Exercise requirements.
Check each line of the listing below for the word "boulder" and say how many lines have it. Nothing else should be written.
»»
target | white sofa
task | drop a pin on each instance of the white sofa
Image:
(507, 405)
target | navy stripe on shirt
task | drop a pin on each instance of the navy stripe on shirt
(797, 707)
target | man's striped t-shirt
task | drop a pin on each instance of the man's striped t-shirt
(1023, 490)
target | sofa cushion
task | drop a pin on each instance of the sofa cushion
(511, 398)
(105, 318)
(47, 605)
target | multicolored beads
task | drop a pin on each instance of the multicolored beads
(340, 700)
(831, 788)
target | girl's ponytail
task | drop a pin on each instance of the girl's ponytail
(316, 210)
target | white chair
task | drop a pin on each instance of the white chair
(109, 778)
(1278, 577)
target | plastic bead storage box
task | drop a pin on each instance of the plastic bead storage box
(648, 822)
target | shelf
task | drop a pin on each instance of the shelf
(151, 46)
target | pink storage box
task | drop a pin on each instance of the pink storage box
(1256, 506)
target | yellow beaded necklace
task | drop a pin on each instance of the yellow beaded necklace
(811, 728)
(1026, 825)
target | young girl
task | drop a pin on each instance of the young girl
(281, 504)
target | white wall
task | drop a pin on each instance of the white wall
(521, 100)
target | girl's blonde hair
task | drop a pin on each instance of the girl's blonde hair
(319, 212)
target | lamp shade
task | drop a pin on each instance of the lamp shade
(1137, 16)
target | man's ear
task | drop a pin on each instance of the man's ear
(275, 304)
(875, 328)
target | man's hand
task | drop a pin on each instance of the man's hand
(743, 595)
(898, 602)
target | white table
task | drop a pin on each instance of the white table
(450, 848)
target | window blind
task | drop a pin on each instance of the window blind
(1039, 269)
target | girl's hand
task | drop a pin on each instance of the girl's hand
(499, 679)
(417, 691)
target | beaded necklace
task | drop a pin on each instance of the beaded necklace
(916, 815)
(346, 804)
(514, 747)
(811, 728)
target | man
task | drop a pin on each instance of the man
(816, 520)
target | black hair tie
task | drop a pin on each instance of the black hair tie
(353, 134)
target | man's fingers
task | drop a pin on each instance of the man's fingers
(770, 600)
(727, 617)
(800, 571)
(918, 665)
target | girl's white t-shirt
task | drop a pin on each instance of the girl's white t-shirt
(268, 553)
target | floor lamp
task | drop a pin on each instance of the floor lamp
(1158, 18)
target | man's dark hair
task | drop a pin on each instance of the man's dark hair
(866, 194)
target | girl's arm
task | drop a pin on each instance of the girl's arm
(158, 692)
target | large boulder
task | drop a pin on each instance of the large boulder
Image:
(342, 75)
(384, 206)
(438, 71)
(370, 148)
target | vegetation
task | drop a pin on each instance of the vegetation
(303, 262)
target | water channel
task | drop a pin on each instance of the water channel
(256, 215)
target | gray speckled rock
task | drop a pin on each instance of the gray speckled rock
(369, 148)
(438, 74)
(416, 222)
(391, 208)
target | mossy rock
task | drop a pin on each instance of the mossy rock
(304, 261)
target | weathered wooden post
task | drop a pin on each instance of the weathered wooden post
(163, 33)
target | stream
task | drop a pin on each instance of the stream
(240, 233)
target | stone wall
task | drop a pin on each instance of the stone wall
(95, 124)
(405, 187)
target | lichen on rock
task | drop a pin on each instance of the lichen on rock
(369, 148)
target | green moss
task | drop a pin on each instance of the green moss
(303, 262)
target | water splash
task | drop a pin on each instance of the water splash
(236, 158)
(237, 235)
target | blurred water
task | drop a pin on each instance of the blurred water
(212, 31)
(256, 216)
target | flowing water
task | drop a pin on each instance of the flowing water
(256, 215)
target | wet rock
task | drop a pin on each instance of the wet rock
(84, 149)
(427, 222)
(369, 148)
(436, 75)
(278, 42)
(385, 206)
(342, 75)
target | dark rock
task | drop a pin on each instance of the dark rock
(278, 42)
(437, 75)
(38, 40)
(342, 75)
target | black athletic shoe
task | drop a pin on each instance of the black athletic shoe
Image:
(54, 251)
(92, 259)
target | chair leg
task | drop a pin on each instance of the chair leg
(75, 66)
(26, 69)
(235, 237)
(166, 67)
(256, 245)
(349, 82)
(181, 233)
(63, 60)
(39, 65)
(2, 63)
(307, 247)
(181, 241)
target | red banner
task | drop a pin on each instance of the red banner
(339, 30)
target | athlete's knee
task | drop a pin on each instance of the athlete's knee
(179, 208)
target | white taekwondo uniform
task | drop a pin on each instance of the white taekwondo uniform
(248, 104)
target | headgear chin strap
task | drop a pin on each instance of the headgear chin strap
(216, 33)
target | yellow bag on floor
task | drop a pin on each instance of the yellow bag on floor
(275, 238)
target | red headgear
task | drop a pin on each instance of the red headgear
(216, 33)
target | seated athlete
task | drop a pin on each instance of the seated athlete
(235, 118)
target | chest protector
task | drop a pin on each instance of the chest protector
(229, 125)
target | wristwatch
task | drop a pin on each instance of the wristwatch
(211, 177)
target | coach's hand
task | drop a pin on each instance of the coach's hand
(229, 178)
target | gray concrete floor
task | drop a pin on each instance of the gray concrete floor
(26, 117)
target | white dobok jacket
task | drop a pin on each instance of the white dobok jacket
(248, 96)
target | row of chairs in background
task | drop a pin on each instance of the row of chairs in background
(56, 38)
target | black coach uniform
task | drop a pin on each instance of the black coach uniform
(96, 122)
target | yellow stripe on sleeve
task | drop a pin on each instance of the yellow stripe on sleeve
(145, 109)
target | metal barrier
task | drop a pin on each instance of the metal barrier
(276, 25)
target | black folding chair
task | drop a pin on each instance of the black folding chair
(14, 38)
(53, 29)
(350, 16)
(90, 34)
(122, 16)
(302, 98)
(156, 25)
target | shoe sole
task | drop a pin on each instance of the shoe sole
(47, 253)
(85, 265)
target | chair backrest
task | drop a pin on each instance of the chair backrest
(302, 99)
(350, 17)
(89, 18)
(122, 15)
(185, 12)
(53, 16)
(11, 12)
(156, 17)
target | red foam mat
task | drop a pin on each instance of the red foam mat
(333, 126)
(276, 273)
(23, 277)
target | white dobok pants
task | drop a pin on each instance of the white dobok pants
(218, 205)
««
Answer to this task.
2